Edit: Den Report fürs Technik-Forum versteht ich ja, Arosk, aber schreckliche Antworten würde ich das hier bislang nicht nennen. Ich bin kein PC-Profi (ich beschäftige mich nur in meiner Freizeit mit Computern) aber wenn jemand nach einer Kaufempfehlung fragt, ist er meist auch kein "Interner" und kann mit den ganzen Fachchinesisch auch nichts anfangen. Daher würde ich nicht jeden gutgemeinten Rat als Unsinn abtun (auch wenn er nur enthält, dass man sich im Grunde etwas selbst mit der Materie auseinander setzten muß.)


----------



## Evolverx (9. Oktober 2010)
################
# Aufgabe 1
Schreiben Sie den Forumsbeitrag oben vollständig und wortgetreu ab.

[Einträge aus einer Datenquelle]
################
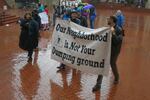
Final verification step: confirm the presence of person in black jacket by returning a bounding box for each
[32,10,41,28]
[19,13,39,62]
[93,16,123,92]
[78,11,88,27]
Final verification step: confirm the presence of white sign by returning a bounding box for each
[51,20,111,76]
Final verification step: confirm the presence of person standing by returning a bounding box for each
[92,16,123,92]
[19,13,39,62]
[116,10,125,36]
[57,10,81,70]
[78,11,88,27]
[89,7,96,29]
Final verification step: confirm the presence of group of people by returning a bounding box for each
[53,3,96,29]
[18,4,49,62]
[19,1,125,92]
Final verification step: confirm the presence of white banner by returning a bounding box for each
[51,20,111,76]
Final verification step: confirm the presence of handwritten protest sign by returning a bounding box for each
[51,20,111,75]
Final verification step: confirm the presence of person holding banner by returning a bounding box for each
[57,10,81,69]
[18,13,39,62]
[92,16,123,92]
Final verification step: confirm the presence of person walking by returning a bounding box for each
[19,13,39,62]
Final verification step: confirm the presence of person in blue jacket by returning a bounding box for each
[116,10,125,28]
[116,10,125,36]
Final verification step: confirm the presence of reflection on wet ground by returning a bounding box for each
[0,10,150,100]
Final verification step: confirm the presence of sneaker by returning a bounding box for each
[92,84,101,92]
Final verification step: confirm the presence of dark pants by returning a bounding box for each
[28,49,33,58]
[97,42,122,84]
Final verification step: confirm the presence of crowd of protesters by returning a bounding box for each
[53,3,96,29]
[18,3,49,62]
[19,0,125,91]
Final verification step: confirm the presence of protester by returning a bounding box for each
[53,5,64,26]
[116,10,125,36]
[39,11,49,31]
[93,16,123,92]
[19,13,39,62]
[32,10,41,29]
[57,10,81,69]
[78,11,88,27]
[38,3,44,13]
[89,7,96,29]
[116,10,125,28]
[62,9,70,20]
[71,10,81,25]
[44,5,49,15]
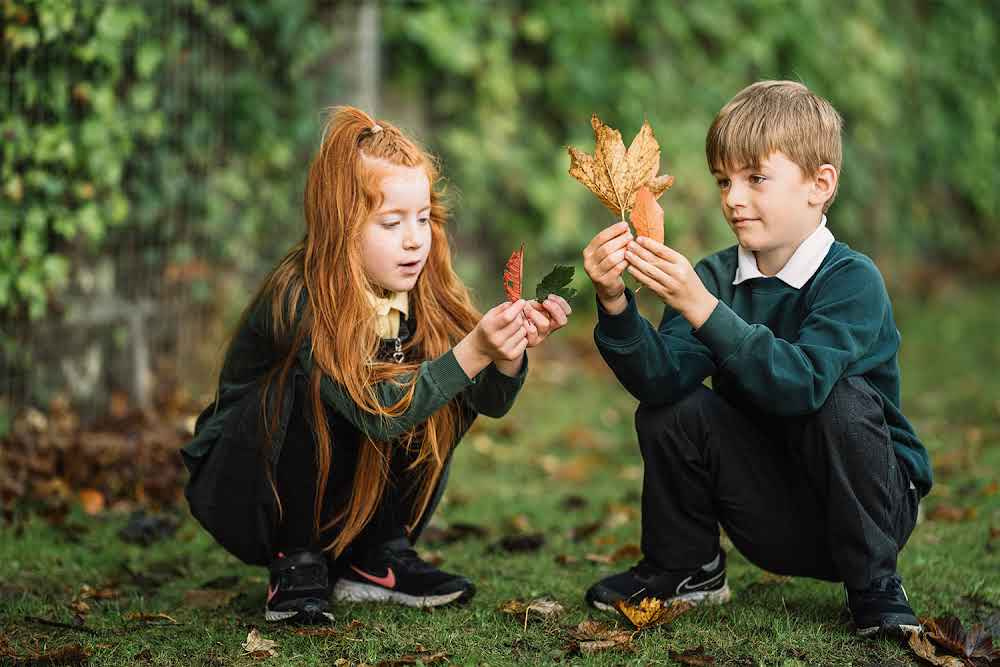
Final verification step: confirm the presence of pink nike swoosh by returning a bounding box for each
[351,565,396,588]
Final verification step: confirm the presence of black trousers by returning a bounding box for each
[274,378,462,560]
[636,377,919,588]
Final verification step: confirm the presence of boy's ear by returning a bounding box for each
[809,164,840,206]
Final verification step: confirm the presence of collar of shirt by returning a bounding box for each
################
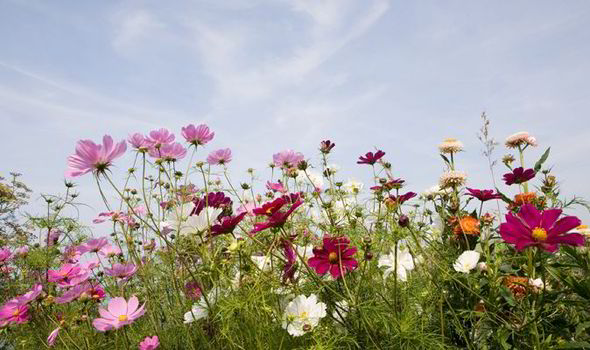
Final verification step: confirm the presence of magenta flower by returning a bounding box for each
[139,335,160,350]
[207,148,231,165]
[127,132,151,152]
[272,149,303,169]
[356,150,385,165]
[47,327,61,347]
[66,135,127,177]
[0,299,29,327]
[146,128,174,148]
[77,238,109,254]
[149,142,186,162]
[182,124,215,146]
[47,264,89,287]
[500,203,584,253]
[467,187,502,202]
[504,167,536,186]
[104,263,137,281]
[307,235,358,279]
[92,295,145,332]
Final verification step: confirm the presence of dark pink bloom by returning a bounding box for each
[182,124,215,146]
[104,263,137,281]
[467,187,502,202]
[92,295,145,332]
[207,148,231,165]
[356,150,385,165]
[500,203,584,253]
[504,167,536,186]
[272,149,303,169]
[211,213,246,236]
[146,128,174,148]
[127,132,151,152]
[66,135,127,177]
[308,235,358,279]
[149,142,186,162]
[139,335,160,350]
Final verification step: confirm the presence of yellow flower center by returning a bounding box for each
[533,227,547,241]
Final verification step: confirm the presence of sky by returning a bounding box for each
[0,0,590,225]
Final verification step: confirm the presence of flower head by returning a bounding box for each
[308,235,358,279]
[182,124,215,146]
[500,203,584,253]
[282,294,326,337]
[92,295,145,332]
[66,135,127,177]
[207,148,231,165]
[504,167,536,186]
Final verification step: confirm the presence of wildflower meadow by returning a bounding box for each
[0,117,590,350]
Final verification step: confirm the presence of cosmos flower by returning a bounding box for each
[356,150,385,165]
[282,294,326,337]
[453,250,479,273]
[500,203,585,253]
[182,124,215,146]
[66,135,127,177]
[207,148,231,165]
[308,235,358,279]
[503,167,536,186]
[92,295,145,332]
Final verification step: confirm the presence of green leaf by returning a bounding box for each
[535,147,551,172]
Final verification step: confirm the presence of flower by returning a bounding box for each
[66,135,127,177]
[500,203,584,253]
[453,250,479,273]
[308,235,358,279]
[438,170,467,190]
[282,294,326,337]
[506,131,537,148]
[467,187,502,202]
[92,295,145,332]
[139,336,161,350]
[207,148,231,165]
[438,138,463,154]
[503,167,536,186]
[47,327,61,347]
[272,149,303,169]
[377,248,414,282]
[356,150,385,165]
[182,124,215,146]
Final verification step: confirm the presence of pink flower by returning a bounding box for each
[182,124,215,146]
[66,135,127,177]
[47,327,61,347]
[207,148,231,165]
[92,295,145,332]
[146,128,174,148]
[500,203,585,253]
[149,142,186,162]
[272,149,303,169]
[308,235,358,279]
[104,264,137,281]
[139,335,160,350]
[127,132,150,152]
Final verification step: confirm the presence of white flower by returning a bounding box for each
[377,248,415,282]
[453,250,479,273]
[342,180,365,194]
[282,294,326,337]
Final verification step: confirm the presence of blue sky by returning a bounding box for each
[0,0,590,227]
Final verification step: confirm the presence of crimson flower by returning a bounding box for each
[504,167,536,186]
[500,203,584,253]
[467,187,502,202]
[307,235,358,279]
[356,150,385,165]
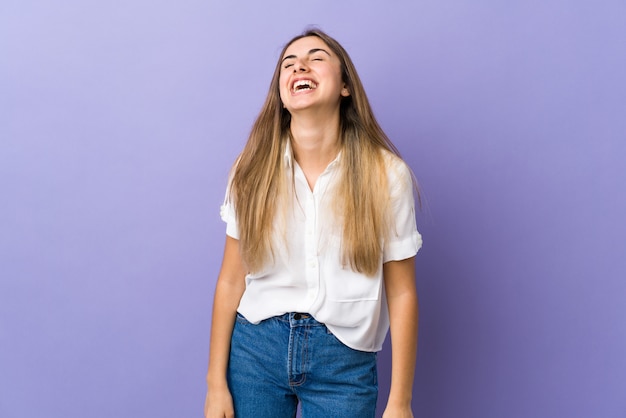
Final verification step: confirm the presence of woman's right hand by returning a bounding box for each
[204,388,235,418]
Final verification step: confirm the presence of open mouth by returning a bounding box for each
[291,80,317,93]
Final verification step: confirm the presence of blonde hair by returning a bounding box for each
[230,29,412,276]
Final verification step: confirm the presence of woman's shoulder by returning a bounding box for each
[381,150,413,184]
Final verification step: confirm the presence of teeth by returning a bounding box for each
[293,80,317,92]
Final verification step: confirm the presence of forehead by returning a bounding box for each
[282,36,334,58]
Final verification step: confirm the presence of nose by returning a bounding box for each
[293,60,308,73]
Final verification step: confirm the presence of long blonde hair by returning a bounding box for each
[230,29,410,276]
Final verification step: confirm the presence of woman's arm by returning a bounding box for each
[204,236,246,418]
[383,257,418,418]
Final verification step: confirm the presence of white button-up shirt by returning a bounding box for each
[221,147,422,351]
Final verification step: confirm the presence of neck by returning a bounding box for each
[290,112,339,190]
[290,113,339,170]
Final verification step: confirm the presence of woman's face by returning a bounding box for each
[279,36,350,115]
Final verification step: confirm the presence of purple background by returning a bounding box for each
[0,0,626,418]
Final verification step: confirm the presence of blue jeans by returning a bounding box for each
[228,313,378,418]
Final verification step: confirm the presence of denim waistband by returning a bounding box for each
################
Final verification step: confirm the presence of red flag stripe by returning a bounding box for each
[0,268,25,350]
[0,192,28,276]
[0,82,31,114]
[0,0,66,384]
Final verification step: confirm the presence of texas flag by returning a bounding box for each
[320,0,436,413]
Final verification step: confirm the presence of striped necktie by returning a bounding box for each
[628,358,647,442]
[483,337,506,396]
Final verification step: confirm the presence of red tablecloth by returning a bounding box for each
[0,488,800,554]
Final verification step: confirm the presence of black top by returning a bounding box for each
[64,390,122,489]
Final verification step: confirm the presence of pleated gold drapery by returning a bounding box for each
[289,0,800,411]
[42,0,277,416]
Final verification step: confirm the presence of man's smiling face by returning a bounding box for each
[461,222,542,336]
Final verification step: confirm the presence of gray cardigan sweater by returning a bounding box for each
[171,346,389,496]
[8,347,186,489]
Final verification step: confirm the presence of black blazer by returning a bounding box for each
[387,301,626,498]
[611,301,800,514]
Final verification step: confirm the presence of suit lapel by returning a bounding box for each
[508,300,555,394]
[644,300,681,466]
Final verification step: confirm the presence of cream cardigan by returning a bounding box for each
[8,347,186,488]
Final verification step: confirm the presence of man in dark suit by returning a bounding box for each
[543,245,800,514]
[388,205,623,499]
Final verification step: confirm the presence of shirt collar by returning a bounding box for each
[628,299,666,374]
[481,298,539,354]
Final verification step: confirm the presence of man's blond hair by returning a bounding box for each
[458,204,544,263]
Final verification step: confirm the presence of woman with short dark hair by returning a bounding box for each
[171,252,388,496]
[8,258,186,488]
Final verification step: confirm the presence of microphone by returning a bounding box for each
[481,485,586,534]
################
# Aufgabe 2
Überführen Sie die Auflistung ab der Zeile mit „Final verification step: confirm the presence of person in black“ bis einschließlich der Zeile mit „[19,1,125,92]“ in eine CSV mit den Spalten „eingabe“ und „ausgabe“. Jede CSV-Zeile enthält den Text eines Eintrags und seine Antwort, beide als je ein Feld in Anführungszeichen und mit Leerzeichen statt Zeilenumbrüchen.

# Vollständige Antwort 1
Edit: Den Report fürs Technik-Forum versteht ich ja, Arosk, aber schreckliche Antworten würde ich das hier bislang nicht nennen. Ich bin kein PC-Profi (ich beschäftige mich nur in meiner Freizeit mit Computern) aber wenn jemand nach einer Kaufempfehlung fragt, ist er meist auch kein "Interner" und kann mit den ganzen Fachchinesisch auch nichts anfangen. Daher würde ich nicht jeden gutgemeinten Rat als Unsinn abtun (auch wenn er nur enthält, dass man sich im Grunde etwas selbst mit der Materie auseinander setzten muß.)


----------



## Evolverx (9. Oktober 2010)

# Vollständige Antwort 2
eingabe,ausgabe
"Final verification step: confirm the presence of person in black jacket by returning a bounding box for each","[32,10,41,28] [19,13,39,62] [93,16,123,92] [78,11,88,27]"
"Final verification step: confirm the presence of white sign by returning a bounding box for each","[51,20,111,76]"
"Final verification step: confirm the presence of person standing by returning a bounding box for each","[92,16,123,92] [19,13,39,62] [116,10,125,36] [57,10,81,70] [78,11,88,27] [89,7,96,29]"
"Final verification step: confirm the presence of group of people by returning a bounding box for each","[53,3,96,29] [18,4,49,62] [19,1,125,92]"